§ PROMPT
Reproduce all of the entries below with every "Target" changed to "Object" and everything else unchanged, leaving out the pictures.

[START OF ENTRIES PROVIDED]

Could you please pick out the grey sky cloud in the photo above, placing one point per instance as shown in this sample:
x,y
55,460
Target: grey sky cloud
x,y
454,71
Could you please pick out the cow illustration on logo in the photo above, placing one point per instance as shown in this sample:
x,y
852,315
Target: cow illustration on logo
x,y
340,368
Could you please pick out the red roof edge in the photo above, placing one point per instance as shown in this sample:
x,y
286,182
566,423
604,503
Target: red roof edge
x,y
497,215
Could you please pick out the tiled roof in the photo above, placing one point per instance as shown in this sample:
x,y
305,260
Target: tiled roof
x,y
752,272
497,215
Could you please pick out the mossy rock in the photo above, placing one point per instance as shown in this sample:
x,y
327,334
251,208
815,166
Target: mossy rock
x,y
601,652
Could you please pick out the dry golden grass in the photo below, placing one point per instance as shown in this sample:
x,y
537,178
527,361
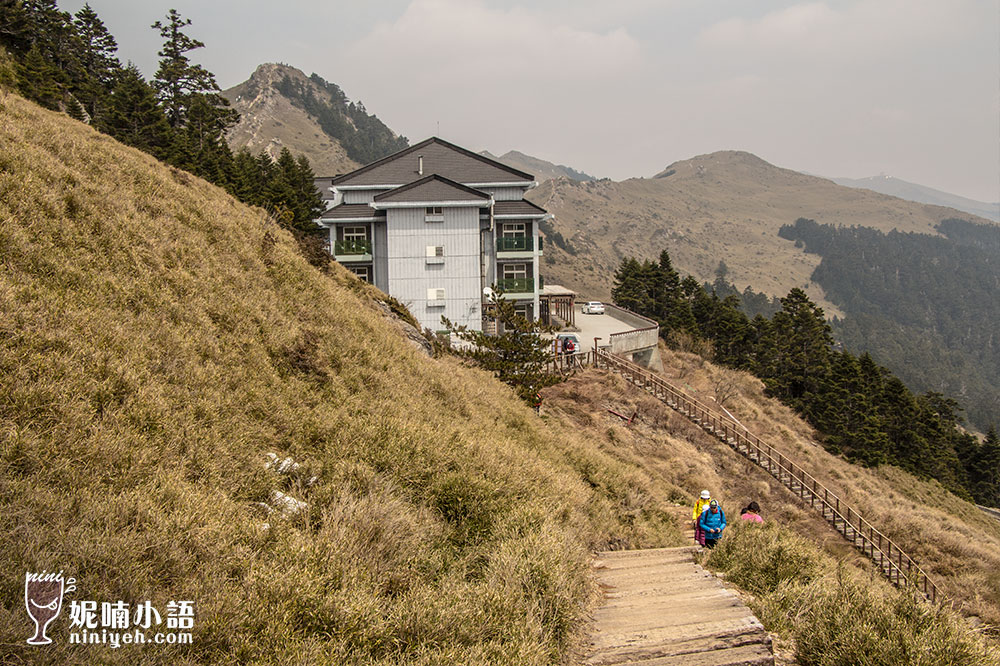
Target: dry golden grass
x,y
830,614
157,339
956,543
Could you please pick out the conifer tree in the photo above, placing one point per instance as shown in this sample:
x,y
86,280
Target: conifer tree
x,y
39,80
517,355
14,30
986,482
133,115
796,360
98,61
179,83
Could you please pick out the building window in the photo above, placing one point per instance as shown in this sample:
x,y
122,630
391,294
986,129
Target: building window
x,y
355,233
435,254
515,271
514,230
364,273
435,297
433,214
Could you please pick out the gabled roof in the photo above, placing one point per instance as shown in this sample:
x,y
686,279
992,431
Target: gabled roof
x,y
523,208
440,157
352,212
432,188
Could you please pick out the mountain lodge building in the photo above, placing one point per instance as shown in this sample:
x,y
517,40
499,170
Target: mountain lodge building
x,y
434,226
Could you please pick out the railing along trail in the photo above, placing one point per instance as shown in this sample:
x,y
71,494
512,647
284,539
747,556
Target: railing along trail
x,y
894,564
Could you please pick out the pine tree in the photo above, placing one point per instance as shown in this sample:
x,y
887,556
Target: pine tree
x,y
797,357
14,29
97,58
39,80
987,481
133,115
179,83
628,291
517,355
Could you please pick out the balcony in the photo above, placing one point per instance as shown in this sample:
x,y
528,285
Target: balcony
x,y
516,247
517,287
352,250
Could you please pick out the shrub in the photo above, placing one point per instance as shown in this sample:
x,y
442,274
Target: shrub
x,y
838,615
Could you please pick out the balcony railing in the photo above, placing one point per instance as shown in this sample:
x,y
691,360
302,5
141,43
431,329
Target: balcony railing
x,y
514,244
353,246
516,285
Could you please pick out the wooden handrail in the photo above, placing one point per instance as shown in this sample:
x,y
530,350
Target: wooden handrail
x,y
898,567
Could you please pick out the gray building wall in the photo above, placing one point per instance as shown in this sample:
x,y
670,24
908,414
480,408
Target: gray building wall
x,y
410,275
360,196
504,193
380,256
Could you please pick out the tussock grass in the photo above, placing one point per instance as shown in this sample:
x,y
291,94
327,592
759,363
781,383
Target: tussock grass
x,y
836,614
157,339
791,565
951,539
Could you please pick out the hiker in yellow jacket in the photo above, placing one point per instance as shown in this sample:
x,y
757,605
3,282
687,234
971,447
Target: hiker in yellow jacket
x,y
700,505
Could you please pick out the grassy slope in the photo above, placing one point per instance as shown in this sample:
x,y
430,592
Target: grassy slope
x,y
954,541
157,339
726,205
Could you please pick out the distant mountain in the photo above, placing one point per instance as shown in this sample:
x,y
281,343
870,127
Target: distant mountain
x,y
541,169
729,207
724,206
280,107
913,192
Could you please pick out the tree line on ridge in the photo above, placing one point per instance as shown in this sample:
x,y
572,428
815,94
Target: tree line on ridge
x,y
862,410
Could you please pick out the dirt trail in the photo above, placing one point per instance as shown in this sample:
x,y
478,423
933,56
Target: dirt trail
x,y
662,609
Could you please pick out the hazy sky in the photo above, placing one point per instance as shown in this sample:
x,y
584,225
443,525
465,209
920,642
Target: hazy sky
x,y
622,88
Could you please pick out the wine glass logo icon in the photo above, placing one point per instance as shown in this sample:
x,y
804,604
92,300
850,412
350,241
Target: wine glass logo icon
x,y
43,593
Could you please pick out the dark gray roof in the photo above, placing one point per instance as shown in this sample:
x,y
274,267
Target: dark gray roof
x,y
517,208
432,188
440,157
323,186
351,211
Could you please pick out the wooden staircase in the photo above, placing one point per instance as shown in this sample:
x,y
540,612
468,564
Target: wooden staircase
x,y
662,609
898,567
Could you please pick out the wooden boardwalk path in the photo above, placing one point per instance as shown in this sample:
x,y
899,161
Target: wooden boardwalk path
x,y
662,609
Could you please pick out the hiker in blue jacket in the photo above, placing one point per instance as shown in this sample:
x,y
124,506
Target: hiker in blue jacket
x,y
712,522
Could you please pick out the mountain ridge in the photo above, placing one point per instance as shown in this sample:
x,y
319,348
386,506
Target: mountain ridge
x,y
897,187
542,169
281,107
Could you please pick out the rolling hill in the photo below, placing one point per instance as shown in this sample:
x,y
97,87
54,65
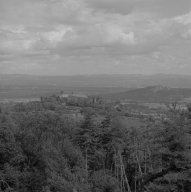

[END OF ENTRIES PROVIDED]

§ FINAL RESULT
Could you please pick out the grey sky cloud in the photo above, placing one point per instance as shown in this sample:
x,y
55,460
Object: grey sky cloud
x,y
454,71
Could you please pick out the cow illustration on logo in the photo above, placing one point per instance as shown in this sample:
x,y
852,315
Object: cow illustration on logo
x,y
340,368
Could you please pick out the red roof edge in the photo above, placing one point per instance as shown in this sample:
x,y
286,182
566,423
604,503
Object: red roof edge
x,y
497,215
Could you please pick out the tiled roof in the photo above, placing one point per instance as shown in this sample:
x,y
305,260
Object: tiled roof
x,y
752,272
497,215
Could you please pick out the mossy rock in the photo above, placing one point per instance as shown in this sample:
x,y
327,334
251,208
815,166
Object: mossy rock
x,y
601,652
Could you please pick out the dry golden grass in the photo below, placing one point per instance as shown in this sample:
x,y
537,178
527,361
Object: dry golden grass
x,y
830,614
157,339
956,543
Could you please pick out the conifer tree in the photo above, placing one point per instance as shown in this sample:
x,y
86,280
Object: conifer tree
x,y
39,80
517,355
14,30
986,482
133,115
796,360
98,61
179,83
Could you please pick out the building window in the photo above, placing one point per instance as shown in this sample:
x,y
122,630
391,294
986,129
Object: building window
x,y
355,233
435,254
515,271
514,230
364,273
435,297
433,214
Could you please pick out the gabled roof in the photo above, placing one point per instance as shown in this sample:
x,y
686,279
992,431
Object: gabled roof
x,y
523,208
440,157
352,212
432,188
Could you please pick out the mountain lodge building in the photo above, placing one point per instance as shown in this sample:
x,y
517,40
499,170
Object: mountain lodge building
x,y
434,226
Could you please pick out the railing along trail in the photo above, placing one point per instance as shown in this sample:
x,y
71,494
512,647
284,539
747,556
Object: railing along trail
x,y
894,564
Could you please pick out the pine tree in the photo above, placing one point per instance as shown in this sample:
x,y
887,556
Object: pine tree
x,y
797,357
14,29
97,58
39,80
987,481
133,115
179,83
628,291
517,355
Could you please pick out the balcony in the photo above, placing one point per instance as shown in this sample:
x,y
528,285
Object: balcony
x,y
516,247
517,287
352,250
Could you please pick out the shrub in the photo above, placing one point per instance as shown in this sample:
x,y
442,274
Object: shrub
x,y
838,615
Could you please pick out the balcony railing in the photo above, placing one point per instance as shown in this sample:
x,y
691,360
302,5
141,43
431,329
Object: balcony railing
x,y
514,244
353,246
516,285
Could you please pick out the wooden handrail in the photo above, placing one point per instance as shown in this sample:
x,y
530,350
Object: wooden handrail
x,y
898,567
Could you please pick out the gray building wall in the photo above, placing one point per instance as shown in this sample:
x,y
670,24
908,414
480,408
Object: gray building wall
x,y
410,275
360,196
504,193
380,256
Could you please pick out the tussock grass in the photo above, placing one point per instance as shown in this sample:
x,y
291,94
327,592
759,363
781,383
Object: tussock grass
x,y
836,614
157,339
791,565
951,539
Could you please pick out the hiker in yellow jacket in the photo above, placing one point per instance as shown in this sample:
x,y
757,605
3,282
687,234
971,447
Object: hiker in yellow jacket
x,y
700,505
Could you please pick out the grassy slope in the photo above, placing one point per instance as shown in this sample:
x,y
430,592
Object: grassy slope
x,y
954,541
157,339
726,205
Could you please pick out the distant mountain in the photo above, placing one point per instance as shown in this sample:
x,y
281,343
870,127
Object: distant mountain
x,y
541,169
729,207
724,206
280,107
913,192
Could you please pick out the tree line on ridge in the photo above, placing one point per instance as shown in this sample:
x,y
572,428
815,94
Object: tree line on ridge
x,y
862,410
Could you please pick out the dirt trail in the photo above, placing one point per instance as shown in this sample:
x,y
478,423
933,56
Object: dirt trail
x,y
662,609
Could you please pick out the hazy sky in the photo above, placing one point per instance as shown in this sample:
x,y
584,225
443,525
465,209
920,642
Object: hazy sky
x,y
622,88
Could you please pick out the wine glass logo icon in the photo above, placing one point per instance as shown in this sample:
x,y
804,604
92,300
850,412
350,241
Object: wine glass logo icon
x,y
43,593
Could you please pick out the dark gray roof in the photo above, placing one point per instance as shown in this sample:
x,y
274,267
Object: dark gray roof
x,y
517,208
432,188
440,157
323,186
351,211
Could you please pick out the wooden staircase in the photo above, placing one point per instance as shown in this sample:
x,y
540,612
468,564
Object: wooden staircase
x,y
662,609
898,567
Could you please pick out the wooden boardwalk path in the photo above, placing one point per instance as shown in this sample:
x,y
899,161
Object: wooden boardwalk path
x,y
662,609
Could you please pick out the hiker in blue jacket in the photo above, placing one point per instance as shown in this sample:
x,y
124,506
Object: hiker in blue jacket
x,y
712,522
Could you please pick out the mountain ridge in the photo above, placing one point per instance as shown in this sample:
x,y
319,348
386,506
Object: mountain ridge
x,y
897,187
542,169
281,107
Could you please pick out the rolling hill in the photo below, placing one point per instance as shown in this sample:
x,y
97,87
54,65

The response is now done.